# Directions:
An exact copy of every record is needed.

# Records from a data source:
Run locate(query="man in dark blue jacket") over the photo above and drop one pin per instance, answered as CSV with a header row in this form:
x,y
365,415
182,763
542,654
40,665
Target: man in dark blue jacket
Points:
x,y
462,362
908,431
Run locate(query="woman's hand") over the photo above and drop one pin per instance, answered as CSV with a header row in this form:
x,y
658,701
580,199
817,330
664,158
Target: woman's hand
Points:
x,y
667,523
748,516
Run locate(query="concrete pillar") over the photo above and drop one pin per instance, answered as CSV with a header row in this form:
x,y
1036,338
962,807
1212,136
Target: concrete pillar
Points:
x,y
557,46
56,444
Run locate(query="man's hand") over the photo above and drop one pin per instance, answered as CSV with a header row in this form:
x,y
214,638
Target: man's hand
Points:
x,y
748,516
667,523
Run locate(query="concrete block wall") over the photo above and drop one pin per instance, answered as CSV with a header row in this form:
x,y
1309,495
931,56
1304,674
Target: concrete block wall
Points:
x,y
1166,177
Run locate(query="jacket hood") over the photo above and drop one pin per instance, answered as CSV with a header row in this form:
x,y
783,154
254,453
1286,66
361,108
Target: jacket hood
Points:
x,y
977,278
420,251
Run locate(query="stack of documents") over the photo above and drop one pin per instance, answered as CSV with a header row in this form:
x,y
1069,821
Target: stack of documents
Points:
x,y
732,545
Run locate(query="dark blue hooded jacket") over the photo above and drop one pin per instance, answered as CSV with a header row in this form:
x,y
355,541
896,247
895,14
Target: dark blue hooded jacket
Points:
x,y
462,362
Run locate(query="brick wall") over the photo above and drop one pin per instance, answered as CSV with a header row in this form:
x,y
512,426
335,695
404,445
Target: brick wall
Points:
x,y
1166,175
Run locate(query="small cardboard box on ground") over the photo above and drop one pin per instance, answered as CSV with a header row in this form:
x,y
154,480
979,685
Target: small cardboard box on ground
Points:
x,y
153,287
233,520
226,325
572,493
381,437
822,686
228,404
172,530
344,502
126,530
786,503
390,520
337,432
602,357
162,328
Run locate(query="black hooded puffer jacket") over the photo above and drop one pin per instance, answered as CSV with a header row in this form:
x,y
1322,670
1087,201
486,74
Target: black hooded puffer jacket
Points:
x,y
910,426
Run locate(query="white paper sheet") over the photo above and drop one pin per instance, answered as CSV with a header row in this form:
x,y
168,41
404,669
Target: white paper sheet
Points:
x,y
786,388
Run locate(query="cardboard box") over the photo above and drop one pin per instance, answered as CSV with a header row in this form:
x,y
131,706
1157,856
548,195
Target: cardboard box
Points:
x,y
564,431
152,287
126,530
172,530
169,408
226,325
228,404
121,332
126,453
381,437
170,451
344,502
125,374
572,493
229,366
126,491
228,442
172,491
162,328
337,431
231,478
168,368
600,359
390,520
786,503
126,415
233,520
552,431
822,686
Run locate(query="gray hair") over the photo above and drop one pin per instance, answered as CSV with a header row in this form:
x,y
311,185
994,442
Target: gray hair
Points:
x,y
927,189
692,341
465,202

# Expected output:
Run locate(query="man in dark blue jacket") over the photo above and drop one pin per instance, answered as CSV with a header row in this form:
x,y
365,415
182,763
542,654
40,665
Target: man in dark blue jacket
Points:
x,y
462,362
908,431
Run locate(query="woman's hand") over the photo above and drop one pin per instance, answered as CSV with a header row in this form:
x,y
658,701
580,199
817,330
664,158
Target: woman's hand
Points:
x,y
667,523
748,516
Run locate(query="concrete pillar") over the photo above and drop one pin per instance, answered as CSV with a header row in this form:
x,y
1036,338
962,807
1212,136
Target: concrete pillar
Points:
x,y
557,46
56,444
Run locate(query="man's hand") over the photo above and drop one pin per instance, answered as CSV with a header row in this form:
x,y
214,638
Target: man's hand
Points:
x,y
748,516
667,523
Run locate(query="concrete block wall") over the photo above and drop one pin per instance, answered as CSV with a header row in this form:
x,y
1309,495
931,56
1304,674
Target: concrete block wall
Points:
x,y
1166,177
Run locate(query="jacket hood") over the photo above and drop one pin per instance, answered as CSV with a header row in this form:
x,y
783,154
254,453
1286,66
361,108
Target: jacket hood
Points:
x,y
977,278
420,251
Run locate(query="stack of documents") over the photo above and drop one pin per instance, answered as CSV with a header row in this form:
x,y
1069,821
Target: stack of documents
Points:
x,y
732,545
Run locate(query="dark blue hooded jacket") over the photo above and drop one pin per instance, answered as CSV with a header row in this form:
x,y
355,541
896,247
895,14
Target: dark blue hooded jacket
Points:
x,y
462,362
Run locate(query="brick wall") over the photo above and drop one pin per instance, answered as CSV with a header row in this form:
x,y
512,426
335,695
404,445
Target: brick wall
Points:
x,y
1166,175
Run locate(query="small cardboard box on ground") over the photo above and drop one pin per instance, answered as CSV with a header row in this form:
x,y
154,480
979,685
Target: small cardboard box on ground
Points:
x,y
153,287
233,520
226,325
572,493
381,437
822,686
228,404
172,530
344,502
126,530
786,503
390,520
337,432
602,357
162,328
Run locate(query="black hooded puffer jacket") over the photo above and drop one pin per instance, answered as CSV with a header row in this form:
x,y
1322,670
1087,201
486,74
Target: black hooded puffer jacket
Points:
x,y
910,426
Run locate(query="white paper sheet") over the photo above and drop one pin per instance, answered as CSV with a header row in this form:
x,y
168,41
404,669
Target: white paper sheet
Points:
x,y
786,388
Run locate(query="cardboard box") over the photo above and drop one pin per instance, answered as CSV with a header row in this form:
x,y
131,706
1157,856
548,195
Target: cardboard box
Points:
x,y
564,431
152,287
126,530
172,530
169,408
226,325
228,404
121,332
126,453
381,437
170,451
344,502
125,374
572,493
229,366
126,491
228,442
172,491
162,328
337,431
231,478
168,368
600,359
390,520
786,503
126,415
233,520
552,431
822,686
Run locate(query="gray hair") over the photo above and drop one pin per instance, answered as CSV with a header row in this form:
x,y
311,185
994,442
Target: gray hair
Points:
x,y
927,189
692,341
465,202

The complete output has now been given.